## TASK TO COMPLETE
Render every line of the rows below as a numbered list, leaving out any blank lines.

[Point annotation rows]
○ ○ ○

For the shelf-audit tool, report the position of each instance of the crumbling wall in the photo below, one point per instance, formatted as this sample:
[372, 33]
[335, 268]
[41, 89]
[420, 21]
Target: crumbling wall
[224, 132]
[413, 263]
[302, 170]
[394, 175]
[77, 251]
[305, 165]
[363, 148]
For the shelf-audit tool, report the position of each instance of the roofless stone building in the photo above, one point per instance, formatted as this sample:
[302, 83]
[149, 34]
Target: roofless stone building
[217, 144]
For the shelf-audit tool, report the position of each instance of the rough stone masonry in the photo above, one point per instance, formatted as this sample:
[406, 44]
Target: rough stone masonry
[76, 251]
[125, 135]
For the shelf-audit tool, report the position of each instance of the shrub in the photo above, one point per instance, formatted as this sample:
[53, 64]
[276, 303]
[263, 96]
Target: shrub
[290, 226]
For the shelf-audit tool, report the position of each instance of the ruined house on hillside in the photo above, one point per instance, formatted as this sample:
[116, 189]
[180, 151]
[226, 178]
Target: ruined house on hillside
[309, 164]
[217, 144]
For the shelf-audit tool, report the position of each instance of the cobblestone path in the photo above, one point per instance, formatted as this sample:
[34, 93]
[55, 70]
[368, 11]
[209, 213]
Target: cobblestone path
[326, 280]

○ ○ ○

## RIGHT ANSWER
1. For the shelf-audit tool, report the position of each instance of the crumbling wall in the photo below, one point per instance, formatted as this sample:
2. [372, 33]
3. [335, 268]
4. [41, 89]
5. [420, 21]
6. Target: crumbling wall
7. [224, 132]
8. [413, 263]
9. [302, 170]
10. [394, 175]
11. [77, 251]
12. [305, 165]
13. [363, 148]
14. For the shelf-audit tool, report the position of each instance of the roofless stone building in the photo above, one point per instance, formatted as this sample:
15. [302, 83]
16. [149, 34]
17. Target: roofless stone building
18. [217, 144]
19. For the shelf-audit tool, report the position of each instance of the rough stone masonry in the photo above, one point per instance, formatted as this sample:
20. [406, 44]
21. Target: rough stone masonry
22. [76, 251]
23. [125, 135]
24. For the shelf-audit tool, report the position of each instance of the shrub in the photo above, one point per instance, formatted as this sample:
25. [53, 64]
26. [276, 303]
27. [263, 96]
28. Target: shrub
29. [290, 226]
30. For the shelf-audit tool, report the position of each instance of the ruined house on hillside in the photo above, one point per instance, formatted as this sample:
31. [116, 189]
32. [180, 151]
33. [226, 178]
34. Target: ruined house on hillside
35. [309, 164]
36. [217, 144]
37. For the shelf-audit tool, report the position of each instance of the cobblestone path in the photo above, one point per instance, formatted as this sample:
38. [34, 93]
39. [55, 70]
40. [368, 11]
41. [209, 213]
42. Target: cobblestone path
43. [326, 280]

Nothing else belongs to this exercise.